L’influence de la situation géopolitique au Moyen-Orient sur la génération des accords israélo-arabes

Quelles sont les limites de l’Etat d’Israël ? La question peut paraître surprenante. Chacun peut consulter la carte de ce pays situé le long de la côte orientale de la mer Méditerranée, s’étendant de la Galilée au nord jusqu’à la Mer Rouge au sud, entouré au sud-ouest par l’Egypte et à l’est par le royaume de Jordanie, avec une frontière au nord-est avec la Syrie.

Cette conception objective des limites de l’Etat d’Israël n’est cependant pas la réalité légale, juridique, la frontière de l’Etat d’Israël ne se comprenant pas aussi simplement. Dans les faits, aujourd’hui, l’Etat d’Israël n’a de frontières reconnues qu’avec l’Egypte et la Jordanie, les autres tracés sont des lignes de cessez-le-feu datant de 1948, ou qui ont été modifiées lors de la guerre israélo-arabe de 1967, après la conquête du Golan aux dépens de la Syrie. Ces « frontières » ne sont pas reconnues par les Etats en cause. Il n’y a que les accords de cessez-le feu qui figent une situation post-conflictuelle dans l’attente d’un règlement sans terme pour l’instant, malgré différentes tentatives. Donc, sur les quatre Etats limitrophes d’Israël, la moitié des frontières n’a pas de reconnaissance interétatique et internationale.

§

Consignes de l'exercice: Prolongez le texte sur les frontières de l'État d'Israël à la suite de sa dernière phrase.

Données fournies:
§

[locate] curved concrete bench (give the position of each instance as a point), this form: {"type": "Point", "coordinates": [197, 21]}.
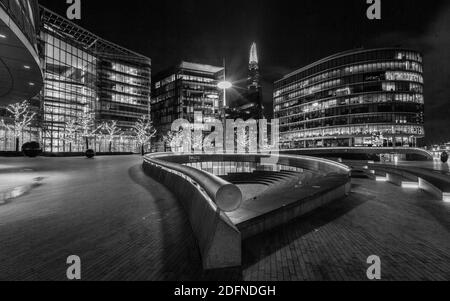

§

Réponse attendue:
Cependant, la situation d’Israël est encore plus complexe. Les cartes de cet Etat font apparaître deux zones « grisées », l’une à l’est, l’autre au sud-ouest. Quelle en est la signification ? Cette différence de « couleur » illustre que ces territoires sont occupés par l’Etat d’Israël depuis la guerre de 1967. Leur statut est très complexe : ils n’appartiennent pas à Israël du point de vue du droit international, la Charte des Nations Unies interdisant la prise de territoires par la guerre, mais cet Etat les administre cependant comme tels.

Les deux frontières d’Israë

L’Etat d’Israël possède donc deux types de frontières, ou de « quasi-frontières » , différentes qu’il faut définir. La première idée qui vient à l’esprit en considérant le statut de ces frontières est que nous sommes face à des états de fait et non à une réalité juridique. Les cartes mentionnent donc des limites factuelles et non des frontières au plein sens du terme, c’est-à-dire une limite reconnue entre deux entités juridiques de droit international, des Etats avec la totalité de leurs prérogatives, exerçant une souveraineté pleine et entière de chaque côté de cette limite, et sans contestation quelconque par une de ces entités étatiques ou un Etat tiers reconnu par l’ordre international.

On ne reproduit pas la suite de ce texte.